> Work request:
Each record that follows is to be reproduced verbatim.

> Data for analysis:
□ □ □ □ □

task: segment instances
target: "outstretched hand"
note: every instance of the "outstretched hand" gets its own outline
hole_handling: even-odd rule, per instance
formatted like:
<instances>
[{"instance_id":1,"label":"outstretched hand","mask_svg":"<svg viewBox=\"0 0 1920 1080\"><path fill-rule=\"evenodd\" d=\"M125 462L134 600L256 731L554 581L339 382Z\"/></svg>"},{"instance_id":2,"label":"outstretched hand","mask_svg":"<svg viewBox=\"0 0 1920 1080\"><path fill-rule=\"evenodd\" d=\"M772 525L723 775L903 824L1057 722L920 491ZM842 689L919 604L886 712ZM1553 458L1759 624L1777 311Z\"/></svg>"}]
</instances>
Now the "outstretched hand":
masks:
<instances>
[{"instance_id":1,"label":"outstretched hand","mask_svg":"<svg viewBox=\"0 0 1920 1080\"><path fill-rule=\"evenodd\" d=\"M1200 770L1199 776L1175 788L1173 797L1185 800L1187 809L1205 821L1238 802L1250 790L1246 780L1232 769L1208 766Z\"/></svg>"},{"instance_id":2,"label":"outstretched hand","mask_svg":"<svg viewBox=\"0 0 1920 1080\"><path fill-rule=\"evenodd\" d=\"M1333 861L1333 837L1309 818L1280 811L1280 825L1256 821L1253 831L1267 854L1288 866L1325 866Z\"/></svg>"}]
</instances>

□ □ □ □ □

> Written solution:
task: segment instances
target: "outstretched hand"
note: every instance of the "outstretched hand" gets its own outline
hole_handling: even-odd rule, per instance
formatted like:
<instances>
[{"instance_id":1,"label":"outstretched hand","mask_svg":"<svg viewBox=\"0 0 1920 1080\"><path fill-rule=\"evenodd\" d=\"M125 462L134 600L256 731L554 581L339 382Z\"/></svg>"},{"instance_id":2,"label":"outstretched hand","mask_svg":"<svg viewBox=\"0 0 1920 1080\"><path fill-rule=\"evenodd\" d=\"M772 525L723 775L903 824L1057 722L920 491ZM842 689L919 604L886 712ZM1553 458L1759 624L1777 311Z\"/></svg>"}]
</instances>
Now the "outstretched hand":
masks:
<instances>
[{"instance_id":1,"label":"outstretched hand","mask_svg":"<svg viewBox=\"0 0 1920 1080\"><path fill-rule=\"evenodd\" d=\"M1200 770L1199 776L1175 788L1173 797L1185 800L1187 809L1205 821L1238 802L1250 790L1246 780L1232 769L1208 766Z\"/></svg>"},{"instance_id":2,"label":"outstretched hand","mask_svg":"<svg viewBox=\"0 0 1920 1080\"><path fill-rule=\"evenodd\" d=\"M1333 861L1333 837L1309 818L1280 811L1280 825L1256 821L1253 831L1267 854L1288 866L1325 866Z\"/></svg>"}]
</instances>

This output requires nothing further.